BEGIN

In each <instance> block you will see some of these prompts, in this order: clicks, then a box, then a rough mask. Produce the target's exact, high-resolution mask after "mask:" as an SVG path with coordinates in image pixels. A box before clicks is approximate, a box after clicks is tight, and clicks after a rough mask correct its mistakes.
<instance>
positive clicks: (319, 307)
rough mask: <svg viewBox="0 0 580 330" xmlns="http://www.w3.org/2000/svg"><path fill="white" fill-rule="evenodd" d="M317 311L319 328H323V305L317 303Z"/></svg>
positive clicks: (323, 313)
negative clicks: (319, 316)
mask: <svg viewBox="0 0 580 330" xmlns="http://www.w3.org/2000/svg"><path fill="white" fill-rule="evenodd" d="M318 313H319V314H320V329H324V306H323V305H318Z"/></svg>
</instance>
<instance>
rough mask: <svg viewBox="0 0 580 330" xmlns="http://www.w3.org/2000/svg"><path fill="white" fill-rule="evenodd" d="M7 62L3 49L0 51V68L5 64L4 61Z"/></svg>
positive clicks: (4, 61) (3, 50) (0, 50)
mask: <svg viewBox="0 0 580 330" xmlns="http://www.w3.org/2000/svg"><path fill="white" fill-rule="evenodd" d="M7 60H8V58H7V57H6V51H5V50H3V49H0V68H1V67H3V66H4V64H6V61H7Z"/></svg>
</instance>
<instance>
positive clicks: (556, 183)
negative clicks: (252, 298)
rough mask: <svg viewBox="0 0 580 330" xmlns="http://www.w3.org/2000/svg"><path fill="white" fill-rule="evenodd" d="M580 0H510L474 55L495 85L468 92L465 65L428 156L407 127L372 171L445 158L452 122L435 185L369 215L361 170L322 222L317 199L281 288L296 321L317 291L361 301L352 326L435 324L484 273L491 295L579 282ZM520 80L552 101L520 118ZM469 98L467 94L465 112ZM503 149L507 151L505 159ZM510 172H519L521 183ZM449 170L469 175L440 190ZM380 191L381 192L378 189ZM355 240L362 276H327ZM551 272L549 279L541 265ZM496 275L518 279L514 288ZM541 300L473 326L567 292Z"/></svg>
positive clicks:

END
BEGIN

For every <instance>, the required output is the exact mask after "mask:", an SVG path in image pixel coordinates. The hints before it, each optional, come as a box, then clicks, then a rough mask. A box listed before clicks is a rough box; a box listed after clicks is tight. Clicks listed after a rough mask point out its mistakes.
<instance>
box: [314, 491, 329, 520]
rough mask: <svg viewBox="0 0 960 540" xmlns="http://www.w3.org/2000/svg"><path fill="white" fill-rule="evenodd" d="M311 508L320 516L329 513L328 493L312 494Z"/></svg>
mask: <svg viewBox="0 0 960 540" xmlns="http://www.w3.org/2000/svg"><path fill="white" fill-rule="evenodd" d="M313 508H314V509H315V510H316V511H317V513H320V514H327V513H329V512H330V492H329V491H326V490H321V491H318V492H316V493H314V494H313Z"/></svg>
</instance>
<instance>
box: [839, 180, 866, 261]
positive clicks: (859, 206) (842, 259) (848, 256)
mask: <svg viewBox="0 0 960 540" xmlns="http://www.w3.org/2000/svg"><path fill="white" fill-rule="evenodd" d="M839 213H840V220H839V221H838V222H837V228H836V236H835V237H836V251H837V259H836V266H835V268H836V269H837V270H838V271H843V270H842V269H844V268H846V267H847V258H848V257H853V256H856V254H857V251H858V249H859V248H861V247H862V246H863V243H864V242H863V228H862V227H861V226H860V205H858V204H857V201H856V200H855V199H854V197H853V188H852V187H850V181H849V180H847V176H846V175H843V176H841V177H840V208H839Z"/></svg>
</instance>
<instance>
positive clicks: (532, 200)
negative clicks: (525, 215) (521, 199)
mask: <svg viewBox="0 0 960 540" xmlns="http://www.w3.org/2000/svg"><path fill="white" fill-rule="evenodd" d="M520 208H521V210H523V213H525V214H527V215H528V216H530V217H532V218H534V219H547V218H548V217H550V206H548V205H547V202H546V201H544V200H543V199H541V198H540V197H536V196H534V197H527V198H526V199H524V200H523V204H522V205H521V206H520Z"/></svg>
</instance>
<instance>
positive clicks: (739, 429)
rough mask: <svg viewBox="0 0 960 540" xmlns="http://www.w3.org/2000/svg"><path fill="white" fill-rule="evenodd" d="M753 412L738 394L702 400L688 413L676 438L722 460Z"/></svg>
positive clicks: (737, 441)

END
BEGIN

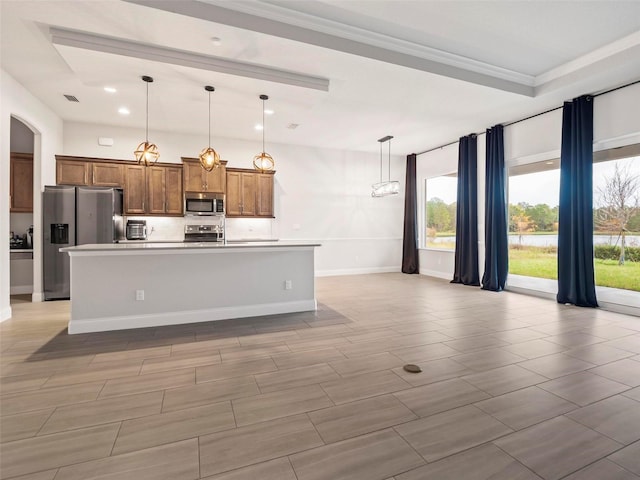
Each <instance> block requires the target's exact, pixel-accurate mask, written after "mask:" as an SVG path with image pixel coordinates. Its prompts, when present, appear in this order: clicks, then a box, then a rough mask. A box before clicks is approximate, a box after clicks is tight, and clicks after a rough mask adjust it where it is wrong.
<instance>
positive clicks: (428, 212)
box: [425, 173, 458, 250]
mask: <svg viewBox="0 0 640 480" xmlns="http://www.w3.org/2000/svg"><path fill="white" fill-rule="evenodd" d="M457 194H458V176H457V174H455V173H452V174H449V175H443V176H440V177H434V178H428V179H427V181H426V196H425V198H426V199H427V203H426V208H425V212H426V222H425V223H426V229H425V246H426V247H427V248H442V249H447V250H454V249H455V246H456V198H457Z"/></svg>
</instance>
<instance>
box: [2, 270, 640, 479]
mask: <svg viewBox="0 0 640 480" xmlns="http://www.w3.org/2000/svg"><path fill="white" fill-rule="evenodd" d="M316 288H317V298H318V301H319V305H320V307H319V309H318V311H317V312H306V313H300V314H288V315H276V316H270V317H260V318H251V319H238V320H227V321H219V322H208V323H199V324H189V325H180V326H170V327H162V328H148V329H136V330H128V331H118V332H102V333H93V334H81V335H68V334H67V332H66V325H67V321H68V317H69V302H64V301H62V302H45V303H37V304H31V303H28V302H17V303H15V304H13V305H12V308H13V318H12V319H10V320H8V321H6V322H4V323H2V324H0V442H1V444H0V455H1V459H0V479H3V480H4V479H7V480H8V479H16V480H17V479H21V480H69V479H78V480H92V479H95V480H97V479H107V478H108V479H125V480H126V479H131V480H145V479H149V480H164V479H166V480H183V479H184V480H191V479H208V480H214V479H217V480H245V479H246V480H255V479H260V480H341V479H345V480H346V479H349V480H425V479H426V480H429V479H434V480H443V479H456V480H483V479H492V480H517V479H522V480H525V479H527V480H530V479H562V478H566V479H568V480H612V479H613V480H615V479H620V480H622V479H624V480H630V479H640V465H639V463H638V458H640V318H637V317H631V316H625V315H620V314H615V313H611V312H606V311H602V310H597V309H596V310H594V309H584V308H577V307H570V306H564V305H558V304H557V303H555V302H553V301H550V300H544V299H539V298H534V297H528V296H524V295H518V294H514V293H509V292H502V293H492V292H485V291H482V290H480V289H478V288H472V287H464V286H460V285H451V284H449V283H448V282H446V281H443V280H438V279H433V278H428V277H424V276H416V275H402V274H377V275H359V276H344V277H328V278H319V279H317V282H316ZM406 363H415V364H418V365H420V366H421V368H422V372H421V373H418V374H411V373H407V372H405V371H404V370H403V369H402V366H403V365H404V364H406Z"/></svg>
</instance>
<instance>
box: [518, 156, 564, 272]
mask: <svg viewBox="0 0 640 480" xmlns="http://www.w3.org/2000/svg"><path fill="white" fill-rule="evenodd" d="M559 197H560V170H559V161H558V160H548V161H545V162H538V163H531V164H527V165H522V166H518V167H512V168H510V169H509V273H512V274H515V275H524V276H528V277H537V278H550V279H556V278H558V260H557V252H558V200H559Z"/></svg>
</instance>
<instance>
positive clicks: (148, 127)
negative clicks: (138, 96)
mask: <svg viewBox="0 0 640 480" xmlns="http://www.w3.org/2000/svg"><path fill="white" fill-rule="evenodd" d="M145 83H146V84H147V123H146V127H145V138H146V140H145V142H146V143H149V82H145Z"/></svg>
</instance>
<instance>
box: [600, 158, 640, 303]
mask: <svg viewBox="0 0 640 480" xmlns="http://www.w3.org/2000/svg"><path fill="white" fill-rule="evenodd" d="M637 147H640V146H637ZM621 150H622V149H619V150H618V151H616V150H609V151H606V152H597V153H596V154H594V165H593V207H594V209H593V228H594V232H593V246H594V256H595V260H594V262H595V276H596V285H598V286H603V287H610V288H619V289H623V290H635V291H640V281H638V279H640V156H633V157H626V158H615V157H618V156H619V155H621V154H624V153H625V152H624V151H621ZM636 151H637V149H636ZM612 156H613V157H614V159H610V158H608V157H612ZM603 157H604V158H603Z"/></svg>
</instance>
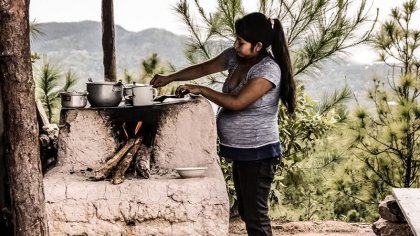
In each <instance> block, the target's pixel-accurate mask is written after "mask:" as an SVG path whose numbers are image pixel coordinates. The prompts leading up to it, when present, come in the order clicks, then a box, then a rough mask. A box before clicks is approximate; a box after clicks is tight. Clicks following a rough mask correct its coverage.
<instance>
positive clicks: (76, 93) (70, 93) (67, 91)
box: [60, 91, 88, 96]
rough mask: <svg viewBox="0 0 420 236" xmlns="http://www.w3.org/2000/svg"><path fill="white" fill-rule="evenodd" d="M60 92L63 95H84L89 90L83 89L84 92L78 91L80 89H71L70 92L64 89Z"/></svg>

END

**What you are asked to do**
Pick out each line in the material above that contains the string "mistakes".

**Problem solution**
In each <instance> block you will see some of these prompts, in this order: clicks, then a box, then a rough mask. Produce the target's exact, high-resolution mask after "mask:" as an SVG path with coordinates in image pixels. A box before clicks is approximate, a box after clicks is tight, and clicks after a rough mask correct its mistakes.
For every <instance>, the required output is the exact mask after "mask:", an SVG path in image pixel coordinates. The hints before it, each optional, come as a box, then clicks, then a rough mask. A box listed before clicks is a rough box; a box listed after clicks is tight. Clicks listed after a rough mask point out its mistakes.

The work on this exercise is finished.